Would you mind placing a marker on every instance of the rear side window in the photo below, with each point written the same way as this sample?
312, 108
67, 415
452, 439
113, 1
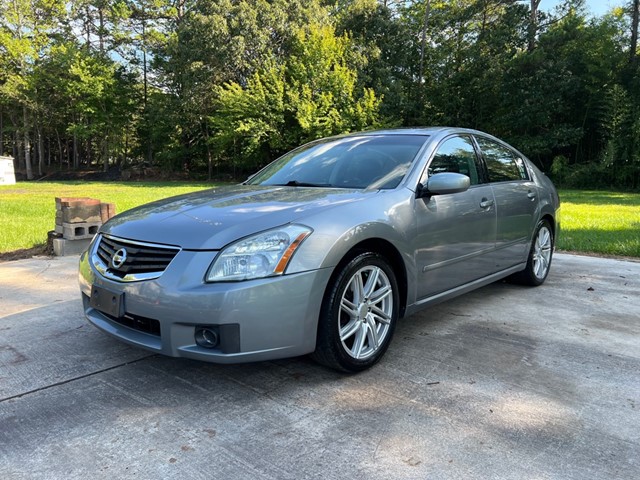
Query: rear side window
456, 155
502, 164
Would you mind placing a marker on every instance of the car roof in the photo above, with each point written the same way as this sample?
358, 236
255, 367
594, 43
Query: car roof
417, 131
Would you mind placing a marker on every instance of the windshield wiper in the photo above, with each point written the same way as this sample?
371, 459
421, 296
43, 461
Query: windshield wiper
296, 183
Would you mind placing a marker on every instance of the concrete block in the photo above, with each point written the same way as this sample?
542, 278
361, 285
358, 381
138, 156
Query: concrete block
79, 231
7, 174
107, 210
63, 247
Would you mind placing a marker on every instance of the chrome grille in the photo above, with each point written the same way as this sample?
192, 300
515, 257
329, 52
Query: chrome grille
141, 261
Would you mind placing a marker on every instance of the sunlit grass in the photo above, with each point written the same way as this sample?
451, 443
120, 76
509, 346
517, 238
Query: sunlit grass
600, 222
27, 210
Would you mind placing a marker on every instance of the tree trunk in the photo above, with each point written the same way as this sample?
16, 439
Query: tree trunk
533, 25
76, 162
40, 151
427, 10
105, 155
1, 133
59, 147
635, 17
27, 144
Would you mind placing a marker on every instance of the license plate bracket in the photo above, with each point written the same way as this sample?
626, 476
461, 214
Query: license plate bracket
106, 301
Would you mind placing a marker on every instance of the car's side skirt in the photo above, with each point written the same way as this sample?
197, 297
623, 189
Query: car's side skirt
462, 289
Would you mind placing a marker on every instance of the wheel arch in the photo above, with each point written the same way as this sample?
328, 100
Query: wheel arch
385, 249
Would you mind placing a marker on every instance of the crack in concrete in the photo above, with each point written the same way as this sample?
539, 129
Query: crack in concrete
80, 377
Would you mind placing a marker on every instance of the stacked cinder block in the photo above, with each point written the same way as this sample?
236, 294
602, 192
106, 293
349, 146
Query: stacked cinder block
78, 218
77, 221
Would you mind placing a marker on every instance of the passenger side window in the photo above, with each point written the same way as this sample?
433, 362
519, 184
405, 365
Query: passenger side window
502, 164
456, 155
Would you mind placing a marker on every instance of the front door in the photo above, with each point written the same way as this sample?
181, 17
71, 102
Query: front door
456, 233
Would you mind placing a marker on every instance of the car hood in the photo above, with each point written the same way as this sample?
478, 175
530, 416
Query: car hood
211, 219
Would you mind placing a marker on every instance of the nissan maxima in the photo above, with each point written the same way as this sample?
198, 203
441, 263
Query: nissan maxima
324, 250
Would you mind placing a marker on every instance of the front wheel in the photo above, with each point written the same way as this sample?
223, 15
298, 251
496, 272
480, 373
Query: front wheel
539, 260
358, 314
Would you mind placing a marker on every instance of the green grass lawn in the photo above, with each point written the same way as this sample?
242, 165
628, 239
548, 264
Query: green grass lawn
592, 222
600, 222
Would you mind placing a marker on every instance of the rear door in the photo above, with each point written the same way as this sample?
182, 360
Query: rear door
516, 199
456, 232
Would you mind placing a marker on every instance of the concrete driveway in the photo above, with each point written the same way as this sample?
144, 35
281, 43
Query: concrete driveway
505, 382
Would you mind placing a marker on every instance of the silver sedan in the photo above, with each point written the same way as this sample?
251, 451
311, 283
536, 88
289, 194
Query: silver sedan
323, 250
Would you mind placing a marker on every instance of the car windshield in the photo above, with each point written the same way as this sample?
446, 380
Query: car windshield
363, 161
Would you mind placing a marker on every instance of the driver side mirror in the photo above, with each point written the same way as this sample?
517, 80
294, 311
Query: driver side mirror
443, 184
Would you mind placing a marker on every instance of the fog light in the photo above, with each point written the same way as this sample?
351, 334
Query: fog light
207, 337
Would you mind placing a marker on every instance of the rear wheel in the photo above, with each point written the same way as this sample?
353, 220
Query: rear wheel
539, 261
358, 315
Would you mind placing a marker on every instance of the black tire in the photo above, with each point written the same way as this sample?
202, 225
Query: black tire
355, 329
540, 256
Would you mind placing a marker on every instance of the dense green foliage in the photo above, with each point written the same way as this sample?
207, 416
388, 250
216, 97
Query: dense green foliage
197, 86
28, 212
600, 222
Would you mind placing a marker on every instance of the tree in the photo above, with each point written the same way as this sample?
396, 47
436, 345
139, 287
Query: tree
313, 94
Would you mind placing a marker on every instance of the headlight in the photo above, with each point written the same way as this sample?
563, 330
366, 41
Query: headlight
262, 255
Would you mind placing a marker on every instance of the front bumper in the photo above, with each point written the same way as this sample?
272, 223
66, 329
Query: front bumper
257, 320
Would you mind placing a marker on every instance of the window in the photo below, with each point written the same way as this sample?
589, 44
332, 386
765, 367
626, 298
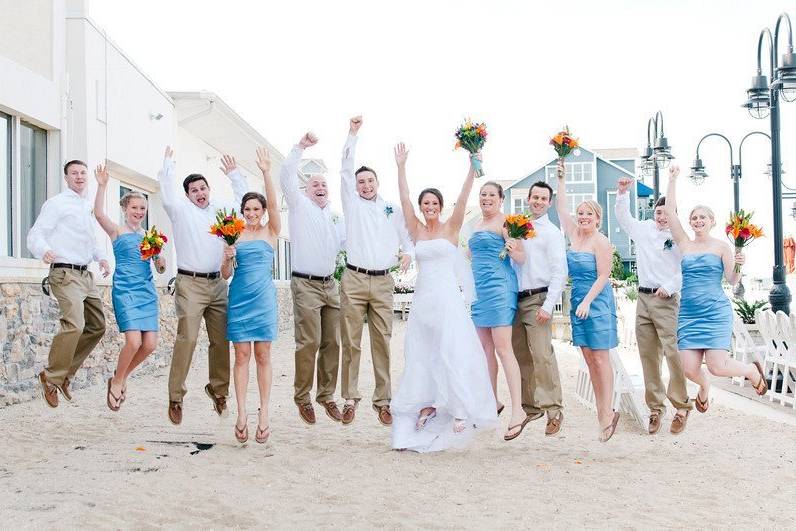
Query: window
123, 190
33, 176
575, 172
6, 240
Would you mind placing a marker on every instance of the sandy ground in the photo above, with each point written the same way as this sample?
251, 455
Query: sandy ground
84, 466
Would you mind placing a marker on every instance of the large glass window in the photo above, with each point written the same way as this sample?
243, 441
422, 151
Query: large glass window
6, 241
33, 176
123, 190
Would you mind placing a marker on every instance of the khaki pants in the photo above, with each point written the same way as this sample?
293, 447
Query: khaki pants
363, 294
82, 322
656, 333
196, 298
316, 315
533, 347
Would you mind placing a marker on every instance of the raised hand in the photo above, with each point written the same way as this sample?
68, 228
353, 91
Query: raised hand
624, 185
401, 154
105, 268
101, 173
263, 160
308, 140
354, 124
228, 164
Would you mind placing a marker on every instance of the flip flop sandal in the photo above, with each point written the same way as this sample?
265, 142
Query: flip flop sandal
111, 395
242, 435
521, 426
762, 386
612, 427
260, 435
423, 419
701, 406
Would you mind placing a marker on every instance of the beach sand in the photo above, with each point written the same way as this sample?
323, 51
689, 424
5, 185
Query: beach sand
82, 465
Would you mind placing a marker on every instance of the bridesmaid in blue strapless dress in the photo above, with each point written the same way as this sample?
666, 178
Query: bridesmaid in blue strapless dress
135, 299
495, 281
496, 300
704, 327
252, 310
598, 330
593, 313
705, 321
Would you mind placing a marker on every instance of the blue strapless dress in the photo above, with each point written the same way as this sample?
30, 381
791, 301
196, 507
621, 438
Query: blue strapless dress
598, 330
251, 312
705, 320
495, 282
135, 301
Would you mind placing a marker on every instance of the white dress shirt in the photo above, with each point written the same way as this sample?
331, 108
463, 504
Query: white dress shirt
375, 229
657, 266
316, 234
66, 227
197, 249
545, 262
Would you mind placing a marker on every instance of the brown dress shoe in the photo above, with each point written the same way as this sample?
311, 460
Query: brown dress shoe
175, 412
307, 413
219, 402
655, 422
349, 412
332, 411
385, 417
48, 391
64, 388
554, 424
678, 423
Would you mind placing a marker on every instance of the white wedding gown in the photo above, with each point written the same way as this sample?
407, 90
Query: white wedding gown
445, 366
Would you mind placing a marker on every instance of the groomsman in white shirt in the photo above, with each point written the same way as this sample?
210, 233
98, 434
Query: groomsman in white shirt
541, 282
63, 236
316, 236
375, 233
660, 280
200, 292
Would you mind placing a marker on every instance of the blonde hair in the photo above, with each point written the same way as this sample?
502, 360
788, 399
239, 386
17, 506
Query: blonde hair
595, 207
129, 196
708, 211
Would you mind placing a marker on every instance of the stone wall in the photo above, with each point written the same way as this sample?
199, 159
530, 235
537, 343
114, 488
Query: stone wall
29, 320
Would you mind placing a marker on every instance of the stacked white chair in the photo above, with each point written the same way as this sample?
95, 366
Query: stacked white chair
744, 348
779, 333
628, 390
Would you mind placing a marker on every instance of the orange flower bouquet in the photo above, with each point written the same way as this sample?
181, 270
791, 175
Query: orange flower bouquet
741, 231
472, 137
518, 226
564, 143
152, 243
228, 227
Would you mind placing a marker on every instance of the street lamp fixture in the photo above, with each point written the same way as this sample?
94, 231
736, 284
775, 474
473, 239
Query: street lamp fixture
658, 154
783, 86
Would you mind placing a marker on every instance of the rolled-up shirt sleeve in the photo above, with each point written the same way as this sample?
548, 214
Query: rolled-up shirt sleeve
38, 235
557, 259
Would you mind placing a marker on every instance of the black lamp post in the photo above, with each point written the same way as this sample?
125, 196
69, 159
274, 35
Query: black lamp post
763, 100
698, 175
657, 154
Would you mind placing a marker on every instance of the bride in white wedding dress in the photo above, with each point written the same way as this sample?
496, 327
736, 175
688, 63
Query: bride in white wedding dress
445, 393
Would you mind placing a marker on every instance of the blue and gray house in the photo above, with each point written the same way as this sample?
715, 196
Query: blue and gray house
590, 175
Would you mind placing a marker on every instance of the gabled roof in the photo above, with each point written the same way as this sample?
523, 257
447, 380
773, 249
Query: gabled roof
594, 152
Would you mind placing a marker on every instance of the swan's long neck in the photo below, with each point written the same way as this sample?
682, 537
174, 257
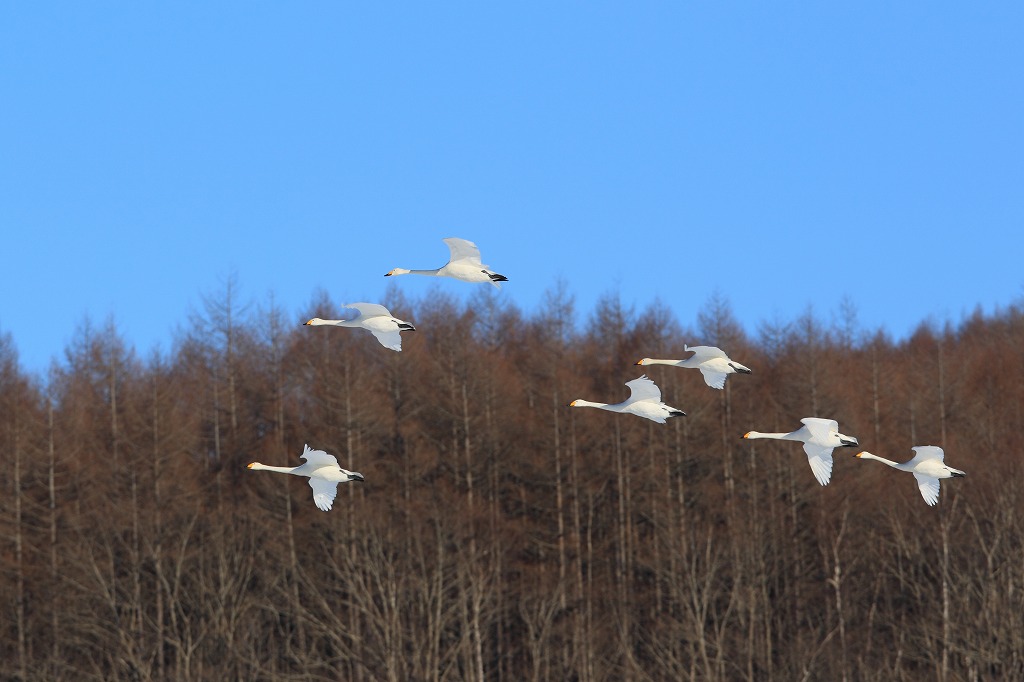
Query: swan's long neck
776, 436
256, 466
894, 465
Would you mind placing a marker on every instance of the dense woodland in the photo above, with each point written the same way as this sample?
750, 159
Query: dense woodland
501, 535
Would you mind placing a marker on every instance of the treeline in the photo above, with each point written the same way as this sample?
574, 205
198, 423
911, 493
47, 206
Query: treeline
500, 535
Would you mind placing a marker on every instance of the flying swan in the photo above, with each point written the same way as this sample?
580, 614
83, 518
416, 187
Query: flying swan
464, 264
713, 363
819, 437
927, 466
644, 400
375, 318
324, 472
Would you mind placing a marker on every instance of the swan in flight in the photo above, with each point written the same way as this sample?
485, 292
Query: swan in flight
644, 400
927, 466
819, 437
713, 363
324, 472
464, 264
375, 318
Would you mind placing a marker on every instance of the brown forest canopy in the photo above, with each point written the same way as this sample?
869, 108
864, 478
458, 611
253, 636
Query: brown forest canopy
501, 536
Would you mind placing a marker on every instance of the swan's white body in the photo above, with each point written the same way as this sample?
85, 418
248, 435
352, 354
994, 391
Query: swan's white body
713, 363
644, 400
375, 318
324, 472
819, 436
464, 264
927, 466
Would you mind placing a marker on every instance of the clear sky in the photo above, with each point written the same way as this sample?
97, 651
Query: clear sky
783, 155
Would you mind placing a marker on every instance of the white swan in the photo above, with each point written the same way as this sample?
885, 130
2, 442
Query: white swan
324, 472
819, 437
464, 264
927, 466
713, 363
644, 400
375, 318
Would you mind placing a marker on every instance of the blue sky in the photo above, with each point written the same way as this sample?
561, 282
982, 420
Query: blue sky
782, 155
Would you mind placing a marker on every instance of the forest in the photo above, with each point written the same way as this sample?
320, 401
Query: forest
500, 535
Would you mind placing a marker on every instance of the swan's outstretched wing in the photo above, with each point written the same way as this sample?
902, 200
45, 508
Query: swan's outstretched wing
369, 309
643, 389
704, 353
713, 378
463, 250
929, 488
820, 461
324, 493
922, 453
318, 458
390, 340
820, 429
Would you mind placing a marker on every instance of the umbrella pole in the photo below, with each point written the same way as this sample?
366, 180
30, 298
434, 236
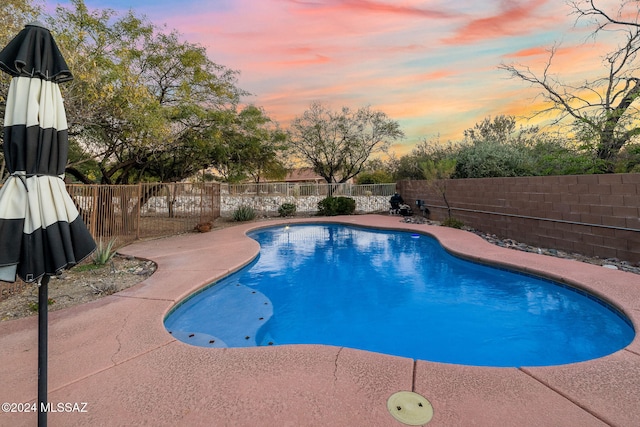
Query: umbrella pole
43, 332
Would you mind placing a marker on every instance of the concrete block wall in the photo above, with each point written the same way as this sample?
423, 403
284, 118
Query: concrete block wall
595, 215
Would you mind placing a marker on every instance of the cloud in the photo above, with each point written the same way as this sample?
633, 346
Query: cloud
369, 6
512, 18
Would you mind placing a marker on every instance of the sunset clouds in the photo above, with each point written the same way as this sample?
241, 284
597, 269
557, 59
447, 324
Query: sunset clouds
431, 64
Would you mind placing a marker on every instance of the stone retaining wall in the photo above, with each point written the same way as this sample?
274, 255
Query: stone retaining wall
268, 205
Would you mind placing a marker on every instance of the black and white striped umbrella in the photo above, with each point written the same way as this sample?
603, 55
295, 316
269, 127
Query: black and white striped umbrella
41, 231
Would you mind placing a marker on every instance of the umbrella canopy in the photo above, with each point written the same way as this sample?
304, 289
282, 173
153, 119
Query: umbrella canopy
41, 230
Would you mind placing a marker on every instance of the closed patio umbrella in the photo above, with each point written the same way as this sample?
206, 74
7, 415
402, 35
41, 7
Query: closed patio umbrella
41, 231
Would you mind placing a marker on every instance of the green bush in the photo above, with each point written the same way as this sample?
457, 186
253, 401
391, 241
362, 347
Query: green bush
244, 213
452, 222
287, 209
331, 206
104, 253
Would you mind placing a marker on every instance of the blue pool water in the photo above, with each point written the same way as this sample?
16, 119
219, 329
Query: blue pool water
397, 293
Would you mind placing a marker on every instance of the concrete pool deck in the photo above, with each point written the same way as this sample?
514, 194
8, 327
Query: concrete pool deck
115, 355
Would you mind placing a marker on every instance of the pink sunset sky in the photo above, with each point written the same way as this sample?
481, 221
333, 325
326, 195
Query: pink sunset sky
431, 65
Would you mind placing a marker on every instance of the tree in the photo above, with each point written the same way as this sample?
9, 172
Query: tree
337, 144
143, 104
253, 147
604, 107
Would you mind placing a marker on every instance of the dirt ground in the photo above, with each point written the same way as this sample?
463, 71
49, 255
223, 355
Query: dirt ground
79, 285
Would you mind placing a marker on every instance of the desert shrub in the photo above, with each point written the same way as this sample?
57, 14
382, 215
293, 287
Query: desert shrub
331, 206
492, 159
287, 209
452, 222
244, 213
104, 253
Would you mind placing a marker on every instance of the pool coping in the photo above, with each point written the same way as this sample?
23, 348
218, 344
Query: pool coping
115, 355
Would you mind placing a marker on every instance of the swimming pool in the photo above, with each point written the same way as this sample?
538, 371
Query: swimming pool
397, 293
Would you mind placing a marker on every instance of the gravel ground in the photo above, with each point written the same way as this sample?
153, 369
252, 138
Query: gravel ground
78, 285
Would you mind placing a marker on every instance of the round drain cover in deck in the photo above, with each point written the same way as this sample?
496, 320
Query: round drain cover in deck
410, 408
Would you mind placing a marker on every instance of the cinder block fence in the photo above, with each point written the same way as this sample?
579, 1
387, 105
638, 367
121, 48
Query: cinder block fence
595, 215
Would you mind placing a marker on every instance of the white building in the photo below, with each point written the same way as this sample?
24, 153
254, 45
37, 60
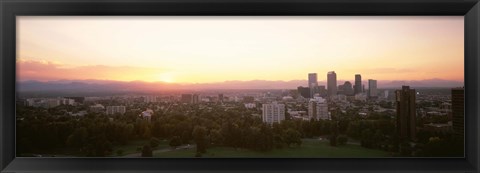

Problem statement
Count how many lines in the items above contain the word "grille" and give only that number.

Final result
2